- Task brief -
Count the lines below that contain the string "whale". Reply with the number only.

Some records
begin
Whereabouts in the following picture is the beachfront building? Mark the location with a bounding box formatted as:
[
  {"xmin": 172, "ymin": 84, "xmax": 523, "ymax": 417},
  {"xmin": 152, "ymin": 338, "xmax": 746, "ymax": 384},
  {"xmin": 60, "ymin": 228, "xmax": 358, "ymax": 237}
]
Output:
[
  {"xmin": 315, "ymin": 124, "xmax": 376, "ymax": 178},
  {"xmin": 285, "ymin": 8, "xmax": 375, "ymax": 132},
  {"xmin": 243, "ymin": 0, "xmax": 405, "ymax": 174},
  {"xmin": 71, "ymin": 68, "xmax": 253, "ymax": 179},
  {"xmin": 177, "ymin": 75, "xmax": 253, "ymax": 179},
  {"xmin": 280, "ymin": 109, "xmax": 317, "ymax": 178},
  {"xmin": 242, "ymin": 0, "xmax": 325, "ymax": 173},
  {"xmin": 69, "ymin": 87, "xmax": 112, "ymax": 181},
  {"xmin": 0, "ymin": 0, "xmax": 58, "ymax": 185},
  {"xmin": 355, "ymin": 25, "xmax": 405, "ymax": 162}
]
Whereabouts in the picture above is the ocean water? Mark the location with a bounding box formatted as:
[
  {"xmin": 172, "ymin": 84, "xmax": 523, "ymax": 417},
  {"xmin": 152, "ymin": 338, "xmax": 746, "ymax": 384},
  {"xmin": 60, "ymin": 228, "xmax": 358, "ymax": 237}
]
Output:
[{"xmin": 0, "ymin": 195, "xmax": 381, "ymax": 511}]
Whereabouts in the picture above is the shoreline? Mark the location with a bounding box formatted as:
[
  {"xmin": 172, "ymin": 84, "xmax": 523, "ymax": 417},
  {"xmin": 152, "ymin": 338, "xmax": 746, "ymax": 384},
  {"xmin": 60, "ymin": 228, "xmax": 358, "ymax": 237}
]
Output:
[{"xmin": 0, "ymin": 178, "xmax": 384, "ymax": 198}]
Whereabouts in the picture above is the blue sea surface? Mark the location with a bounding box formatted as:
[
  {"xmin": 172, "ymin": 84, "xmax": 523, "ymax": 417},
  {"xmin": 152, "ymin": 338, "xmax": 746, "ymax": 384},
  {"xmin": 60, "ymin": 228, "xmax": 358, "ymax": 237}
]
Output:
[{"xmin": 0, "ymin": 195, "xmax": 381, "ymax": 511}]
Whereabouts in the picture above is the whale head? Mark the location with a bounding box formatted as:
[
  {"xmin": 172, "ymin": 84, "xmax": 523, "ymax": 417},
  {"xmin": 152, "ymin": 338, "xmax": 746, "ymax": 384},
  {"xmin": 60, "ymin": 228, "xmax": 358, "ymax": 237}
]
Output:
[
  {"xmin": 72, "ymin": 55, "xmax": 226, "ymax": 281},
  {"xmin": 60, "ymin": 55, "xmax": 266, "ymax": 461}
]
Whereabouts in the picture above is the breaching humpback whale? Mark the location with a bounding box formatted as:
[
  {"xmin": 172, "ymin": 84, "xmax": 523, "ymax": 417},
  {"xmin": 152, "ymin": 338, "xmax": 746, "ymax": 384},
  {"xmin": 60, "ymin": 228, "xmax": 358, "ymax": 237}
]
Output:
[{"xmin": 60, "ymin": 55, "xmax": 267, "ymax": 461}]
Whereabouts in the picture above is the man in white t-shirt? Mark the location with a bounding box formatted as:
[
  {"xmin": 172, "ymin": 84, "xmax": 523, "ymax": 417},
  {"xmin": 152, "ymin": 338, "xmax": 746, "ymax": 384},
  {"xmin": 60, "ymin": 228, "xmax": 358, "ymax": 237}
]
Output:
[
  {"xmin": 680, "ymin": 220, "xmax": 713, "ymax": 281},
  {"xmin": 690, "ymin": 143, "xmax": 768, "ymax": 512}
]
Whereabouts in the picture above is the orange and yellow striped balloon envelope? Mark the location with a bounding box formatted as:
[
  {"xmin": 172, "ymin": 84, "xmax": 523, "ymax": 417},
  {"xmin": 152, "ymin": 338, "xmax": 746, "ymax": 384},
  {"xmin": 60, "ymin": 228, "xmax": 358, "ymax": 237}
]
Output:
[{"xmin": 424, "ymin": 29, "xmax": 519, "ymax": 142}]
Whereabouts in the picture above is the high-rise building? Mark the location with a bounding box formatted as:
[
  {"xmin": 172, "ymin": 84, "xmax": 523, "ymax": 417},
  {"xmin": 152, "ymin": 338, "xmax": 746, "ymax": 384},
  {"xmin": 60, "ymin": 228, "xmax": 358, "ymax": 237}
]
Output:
end
- Exercise output -
2